* **Texto extraído**
──────────
Tristemente existen diferentes tipos de crímenes de odio por prejuicios o animadversión por: condición social, por vinculación, pertenencia o relación con un grupo social definido, por su origen nacional, étnico o racial, por su idioma, por color de piel, religión, género, edad, discapacidad mental o física, orientación sexual, indigencia, enfermedad o cualquier otro factor objeto de odio.
Estos crímenes dirigidos contra grupos específicos no sólo hieren a las víctimas individuales, también envían a todos los miembros del grupo al que pertenece la víctima un potente e intimidante mensaje de intolerancia.
Algunas investigaciones demuestran que la depresión, el estrés y la ira aumentan en las personas que han sobrevivido a algún acto de esta índole, porque generan mucha angustia en la comunidad LGBTTTI.
Estos efectos psicológicos provocan un daño significativo en la autoestima de la persona, afectando sus habilidades emocionales e intelectuales, para poder enfrentar las agresiones.
La víctima con frecuencia siente el temor de que la experiencia se repita, cuestionándose su propia valía; es probable que también experimente Trastorno de Estrés Postraumático, por las lesiones y amenazas de muerte recibidas.
Otros síntomas emocionales que pueden presentarse son: sensación constante de invasión a su integridad, pesadillas, dificultad para hablar sobre el evento, así como distanciamiento emocional entre la víctima y sus vínculos afectivos más significativos.
La irritabilidad e incapacidad para concentrarse también están presentes, lo que afecta sus áreas emocional, laboral y de relaciones sociales.
La mayoría de las y los integrantes de una comunidad que se ha visto golpeada por esta forma de discriminación, llegan a experimentar miedo y ansiedad, temiendo por su seguridad después de un episodio de odio perpetrado en cualquier parte del mundo, por identificación con la víctima o las víctimas, internalizando sentimientos de desprotección e inseguridad.
La víctima experimenta paranoia y alteración de los nervios con facilidad después de haber vivido o haber tenido conocimiento de algún crimen que afectó a su comunidad.
──────────
* **Información extraída**
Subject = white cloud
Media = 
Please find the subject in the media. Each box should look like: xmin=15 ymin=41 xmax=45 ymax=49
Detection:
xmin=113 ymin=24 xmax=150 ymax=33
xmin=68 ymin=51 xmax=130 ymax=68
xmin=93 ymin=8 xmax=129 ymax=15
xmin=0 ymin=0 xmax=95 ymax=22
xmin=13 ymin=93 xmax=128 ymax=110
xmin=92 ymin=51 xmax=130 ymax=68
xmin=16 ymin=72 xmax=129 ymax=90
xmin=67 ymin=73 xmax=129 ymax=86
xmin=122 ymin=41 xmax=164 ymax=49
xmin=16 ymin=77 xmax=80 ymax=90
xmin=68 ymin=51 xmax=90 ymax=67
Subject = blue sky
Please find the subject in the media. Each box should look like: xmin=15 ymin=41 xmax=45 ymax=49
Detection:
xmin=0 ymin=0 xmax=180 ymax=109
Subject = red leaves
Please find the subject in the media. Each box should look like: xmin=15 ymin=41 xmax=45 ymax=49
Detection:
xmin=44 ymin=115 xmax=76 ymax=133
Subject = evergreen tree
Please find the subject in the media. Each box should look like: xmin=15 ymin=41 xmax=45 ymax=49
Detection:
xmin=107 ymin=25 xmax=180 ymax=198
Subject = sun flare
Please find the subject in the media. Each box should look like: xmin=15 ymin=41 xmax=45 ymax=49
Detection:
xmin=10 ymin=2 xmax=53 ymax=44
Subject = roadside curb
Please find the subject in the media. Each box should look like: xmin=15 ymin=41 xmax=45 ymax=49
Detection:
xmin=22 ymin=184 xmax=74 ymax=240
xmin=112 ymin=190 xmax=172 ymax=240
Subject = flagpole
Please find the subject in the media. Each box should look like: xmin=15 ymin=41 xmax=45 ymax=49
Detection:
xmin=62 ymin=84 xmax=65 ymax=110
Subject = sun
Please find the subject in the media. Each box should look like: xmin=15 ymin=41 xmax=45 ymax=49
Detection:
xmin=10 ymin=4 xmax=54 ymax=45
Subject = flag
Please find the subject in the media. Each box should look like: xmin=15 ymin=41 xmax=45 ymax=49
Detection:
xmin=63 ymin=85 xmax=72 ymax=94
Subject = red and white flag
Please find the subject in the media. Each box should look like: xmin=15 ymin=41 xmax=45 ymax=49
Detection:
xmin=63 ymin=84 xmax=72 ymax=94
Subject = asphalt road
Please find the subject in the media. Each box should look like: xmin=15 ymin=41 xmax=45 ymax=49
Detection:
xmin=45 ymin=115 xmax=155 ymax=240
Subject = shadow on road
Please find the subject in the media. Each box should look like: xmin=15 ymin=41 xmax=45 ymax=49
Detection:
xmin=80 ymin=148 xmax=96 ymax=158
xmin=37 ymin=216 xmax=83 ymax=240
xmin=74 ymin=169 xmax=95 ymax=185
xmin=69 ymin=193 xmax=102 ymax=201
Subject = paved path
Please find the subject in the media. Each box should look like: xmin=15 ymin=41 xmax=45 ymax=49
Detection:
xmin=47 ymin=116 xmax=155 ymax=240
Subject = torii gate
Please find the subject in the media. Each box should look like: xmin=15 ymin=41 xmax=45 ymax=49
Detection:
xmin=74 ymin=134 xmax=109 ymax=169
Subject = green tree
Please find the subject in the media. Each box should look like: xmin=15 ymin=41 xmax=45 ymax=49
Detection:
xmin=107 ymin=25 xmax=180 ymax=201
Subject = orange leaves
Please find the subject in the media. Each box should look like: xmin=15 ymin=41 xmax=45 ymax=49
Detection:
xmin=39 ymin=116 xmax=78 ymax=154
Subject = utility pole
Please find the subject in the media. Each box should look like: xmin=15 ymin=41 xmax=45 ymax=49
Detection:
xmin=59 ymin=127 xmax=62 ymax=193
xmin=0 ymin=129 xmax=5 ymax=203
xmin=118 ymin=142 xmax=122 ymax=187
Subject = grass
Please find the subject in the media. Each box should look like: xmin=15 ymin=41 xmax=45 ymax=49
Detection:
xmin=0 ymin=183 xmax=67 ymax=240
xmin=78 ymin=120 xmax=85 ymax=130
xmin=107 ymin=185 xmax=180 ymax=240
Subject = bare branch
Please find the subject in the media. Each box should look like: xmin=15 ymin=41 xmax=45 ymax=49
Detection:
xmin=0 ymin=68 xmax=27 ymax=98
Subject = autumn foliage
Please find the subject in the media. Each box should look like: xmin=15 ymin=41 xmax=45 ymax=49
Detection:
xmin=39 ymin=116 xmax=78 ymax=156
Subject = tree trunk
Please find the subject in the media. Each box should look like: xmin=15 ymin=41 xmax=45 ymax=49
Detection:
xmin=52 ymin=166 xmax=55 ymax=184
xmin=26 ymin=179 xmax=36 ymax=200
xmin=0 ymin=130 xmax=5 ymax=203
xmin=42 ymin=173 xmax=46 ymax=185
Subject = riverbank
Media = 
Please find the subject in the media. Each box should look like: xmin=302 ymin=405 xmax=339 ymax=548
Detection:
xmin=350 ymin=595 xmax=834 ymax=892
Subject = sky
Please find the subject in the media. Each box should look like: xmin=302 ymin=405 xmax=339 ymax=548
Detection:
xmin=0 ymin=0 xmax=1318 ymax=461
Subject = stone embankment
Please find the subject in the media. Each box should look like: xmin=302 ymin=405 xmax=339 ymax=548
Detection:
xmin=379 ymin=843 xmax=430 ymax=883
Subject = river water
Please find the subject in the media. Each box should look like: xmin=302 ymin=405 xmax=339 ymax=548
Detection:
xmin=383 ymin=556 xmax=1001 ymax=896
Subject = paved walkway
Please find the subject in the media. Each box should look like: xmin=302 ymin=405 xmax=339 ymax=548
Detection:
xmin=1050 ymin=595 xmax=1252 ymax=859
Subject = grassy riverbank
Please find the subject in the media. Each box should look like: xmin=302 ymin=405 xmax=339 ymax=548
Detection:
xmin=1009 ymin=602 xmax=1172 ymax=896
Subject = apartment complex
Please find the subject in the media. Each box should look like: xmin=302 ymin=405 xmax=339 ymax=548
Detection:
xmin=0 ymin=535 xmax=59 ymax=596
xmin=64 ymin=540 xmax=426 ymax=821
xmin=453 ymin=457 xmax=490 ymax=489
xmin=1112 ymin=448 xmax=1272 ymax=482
──────────
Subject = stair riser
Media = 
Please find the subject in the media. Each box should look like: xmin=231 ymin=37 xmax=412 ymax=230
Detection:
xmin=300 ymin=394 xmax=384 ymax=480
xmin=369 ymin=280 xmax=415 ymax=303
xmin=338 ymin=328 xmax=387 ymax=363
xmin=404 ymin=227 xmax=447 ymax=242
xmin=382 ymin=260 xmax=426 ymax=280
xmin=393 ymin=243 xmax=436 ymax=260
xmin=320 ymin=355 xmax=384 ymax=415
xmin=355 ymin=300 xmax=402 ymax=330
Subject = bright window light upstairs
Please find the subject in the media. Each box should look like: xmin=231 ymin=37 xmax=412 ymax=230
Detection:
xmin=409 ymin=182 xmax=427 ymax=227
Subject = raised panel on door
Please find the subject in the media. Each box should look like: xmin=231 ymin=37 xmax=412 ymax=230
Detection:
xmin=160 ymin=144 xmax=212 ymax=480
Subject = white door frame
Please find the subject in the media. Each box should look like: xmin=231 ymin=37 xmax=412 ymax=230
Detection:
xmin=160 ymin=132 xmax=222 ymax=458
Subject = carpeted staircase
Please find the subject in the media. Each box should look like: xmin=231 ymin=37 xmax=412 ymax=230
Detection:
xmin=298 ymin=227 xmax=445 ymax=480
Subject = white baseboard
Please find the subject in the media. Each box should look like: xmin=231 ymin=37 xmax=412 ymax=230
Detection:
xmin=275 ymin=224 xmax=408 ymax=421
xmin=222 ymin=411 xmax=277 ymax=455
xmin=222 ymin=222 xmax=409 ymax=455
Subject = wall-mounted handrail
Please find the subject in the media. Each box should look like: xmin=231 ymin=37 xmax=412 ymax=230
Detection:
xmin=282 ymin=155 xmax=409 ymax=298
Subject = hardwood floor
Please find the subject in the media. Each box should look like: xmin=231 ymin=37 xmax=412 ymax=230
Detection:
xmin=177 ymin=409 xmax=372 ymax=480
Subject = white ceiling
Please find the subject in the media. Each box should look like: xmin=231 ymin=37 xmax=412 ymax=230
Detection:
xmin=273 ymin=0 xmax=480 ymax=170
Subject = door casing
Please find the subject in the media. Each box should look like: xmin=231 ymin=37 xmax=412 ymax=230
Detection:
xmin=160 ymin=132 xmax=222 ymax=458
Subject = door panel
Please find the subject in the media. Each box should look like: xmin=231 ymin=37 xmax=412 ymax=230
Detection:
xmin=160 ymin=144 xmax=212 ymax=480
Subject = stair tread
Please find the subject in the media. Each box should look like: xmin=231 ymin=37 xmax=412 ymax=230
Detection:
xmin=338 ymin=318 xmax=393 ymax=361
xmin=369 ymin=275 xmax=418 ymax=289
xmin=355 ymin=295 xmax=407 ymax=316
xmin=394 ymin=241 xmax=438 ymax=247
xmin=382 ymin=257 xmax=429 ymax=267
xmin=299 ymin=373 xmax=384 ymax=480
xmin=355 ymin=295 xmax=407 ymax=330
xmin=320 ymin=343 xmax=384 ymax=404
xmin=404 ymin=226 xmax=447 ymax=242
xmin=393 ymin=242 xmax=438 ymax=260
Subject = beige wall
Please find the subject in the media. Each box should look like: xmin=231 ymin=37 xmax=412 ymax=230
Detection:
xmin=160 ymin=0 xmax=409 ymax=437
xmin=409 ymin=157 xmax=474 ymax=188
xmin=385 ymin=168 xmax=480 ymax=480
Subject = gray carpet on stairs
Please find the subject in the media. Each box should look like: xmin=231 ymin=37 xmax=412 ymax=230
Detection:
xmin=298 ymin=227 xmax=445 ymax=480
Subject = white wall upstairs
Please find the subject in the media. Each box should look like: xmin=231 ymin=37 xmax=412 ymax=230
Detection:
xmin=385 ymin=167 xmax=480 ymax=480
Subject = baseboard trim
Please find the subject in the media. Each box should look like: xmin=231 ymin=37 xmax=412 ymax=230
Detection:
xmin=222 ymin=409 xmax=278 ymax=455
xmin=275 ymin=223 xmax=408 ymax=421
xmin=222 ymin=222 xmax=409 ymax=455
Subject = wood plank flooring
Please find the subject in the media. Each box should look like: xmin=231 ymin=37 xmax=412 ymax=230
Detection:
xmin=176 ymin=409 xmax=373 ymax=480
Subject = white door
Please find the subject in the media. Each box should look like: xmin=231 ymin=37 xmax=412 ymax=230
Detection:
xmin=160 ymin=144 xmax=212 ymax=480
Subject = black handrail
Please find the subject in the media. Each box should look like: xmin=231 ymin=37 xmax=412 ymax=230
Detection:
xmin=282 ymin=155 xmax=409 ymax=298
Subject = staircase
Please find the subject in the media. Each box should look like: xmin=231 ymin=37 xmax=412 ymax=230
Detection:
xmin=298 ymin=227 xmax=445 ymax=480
──────────
* **Preguntas para responder**
1) Reescribe como lista el párrafo del texto sobre los crímenes de odio que comienza con "Otros síntomas emocionales" y conserva sus datos principales.
2) Transcribe sin cambios la parte del texto sobre los crímenes de odio que se abre con las palabras que contienen "Estos efectos psicológicos" y se cierra con "de muerte recibidas.".

* **Respuestas por tarea**
1)
Otros síntomas emocionales que pueden presentarse:
- sensación constante de invasión a su integridad
- pesadillas
- dificultad para hablar sobre el evento
- distanciamiento emocional entre la víctima y sus vínculos afectivos más significativos

2)
Estos efectos psicológicos provocan un daño significativo en la autoestima de la persona, afectando sus habilidades emocionales e intelectuales, para poder enfrentar las agresiones.
La víctima con frecuencia siente el temor de que la experiencia se repita, cuestionándose su propia valía; es probable que también experimente Trastorno de Estrés Postraumático, por las lesiones y amenazas de muerte recibidas.